» **WORK TO BE COMPLETED**
Scale the lines from the line with "the woman's left" up to and including the last line. Repeat every one of them, requests included, and multiply each point coordinate in the answers by 2.5, rounding to whole numbers with halves rounded up.

• • • • •

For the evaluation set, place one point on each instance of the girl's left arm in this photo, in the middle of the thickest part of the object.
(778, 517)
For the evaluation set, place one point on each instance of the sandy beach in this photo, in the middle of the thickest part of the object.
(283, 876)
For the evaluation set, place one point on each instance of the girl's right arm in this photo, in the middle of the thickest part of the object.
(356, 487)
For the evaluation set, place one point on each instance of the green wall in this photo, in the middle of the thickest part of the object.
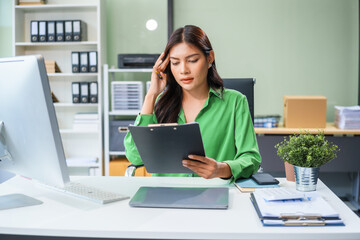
(5, 28)
(289, 46)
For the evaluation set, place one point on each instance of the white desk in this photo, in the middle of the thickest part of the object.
(62, 215)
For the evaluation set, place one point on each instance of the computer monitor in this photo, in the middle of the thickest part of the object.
(30, 141)
(246, 87)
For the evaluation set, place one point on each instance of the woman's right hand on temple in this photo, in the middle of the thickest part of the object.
(158, 78)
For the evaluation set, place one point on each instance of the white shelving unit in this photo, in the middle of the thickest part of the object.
(78, 144)
(109, 76)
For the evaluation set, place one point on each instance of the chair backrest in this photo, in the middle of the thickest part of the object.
(246, 87)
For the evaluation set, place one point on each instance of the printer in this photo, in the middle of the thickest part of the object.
(137, 60)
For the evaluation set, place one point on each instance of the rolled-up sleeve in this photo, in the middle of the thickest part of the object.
(247, 158)
(131, 151)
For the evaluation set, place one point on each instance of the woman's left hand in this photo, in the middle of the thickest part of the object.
(207, 167)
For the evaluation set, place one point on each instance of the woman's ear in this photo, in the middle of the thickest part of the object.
(211, 58)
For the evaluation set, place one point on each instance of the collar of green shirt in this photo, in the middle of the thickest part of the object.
(217, 93)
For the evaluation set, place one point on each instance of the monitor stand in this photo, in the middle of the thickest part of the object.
(12, 200)
(17, 200)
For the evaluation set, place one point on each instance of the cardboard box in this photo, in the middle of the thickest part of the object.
(304, 111)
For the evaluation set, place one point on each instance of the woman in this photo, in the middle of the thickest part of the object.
(186, 87)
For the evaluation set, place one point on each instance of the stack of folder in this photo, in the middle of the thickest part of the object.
(51, 66)
(311, 210)
(86, 122)
(347, 117)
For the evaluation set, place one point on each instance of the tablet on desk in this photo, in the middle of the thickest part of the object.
(181, 197)
(163, 147)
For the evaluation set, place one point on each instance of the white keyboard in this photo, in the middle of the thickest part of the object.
(274, 194)
(90, 193)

• • • • •

» **TASK ANSWER**
For the evaluation set, place one point on each instance of the woman's left hand in this photo, in the middle of the thickest part of the object.
(518, 418)
For the evaluation set, place one point on each instance of the woman's ear in this photo, in the middle of the thickest part of the object.
(528, 145)
For the evaluation set, place one point on each instance of the collar of green shirt in this photo, in the middle of the thickest part of the object.
(543, 233)
For the evaluation set, place one point on each instance of the monitor stand in this photo, in the middle of the thickest part of the object.
(30, 500)
(43, 500)
For the evaluation set, place one point on each instance of the cardboard box in this photo, in the middle of the thickest part of the object.
(760, 278)
For the evaluation set, place one point on each instance of the woman in this photo, in the middle of the thickest part of the object.
(465, 218)
For the evaluation set, place one point on each instance of the stack of folder in this photo, in the middle of the thickest part of the object.
(128, 165)
(778, 525)
(215, 305)
(868, 293)
For the evaluation set, place one point on each instance of the tablet on desk in this photo, in the middle of the thickest part of the object.
(453, 493)
(408, 368)
For the evaluation set, place one point on each instance of the white keyboard in this photo, in the middle of the thickest part of the object.
(685, 485)
(225, 483)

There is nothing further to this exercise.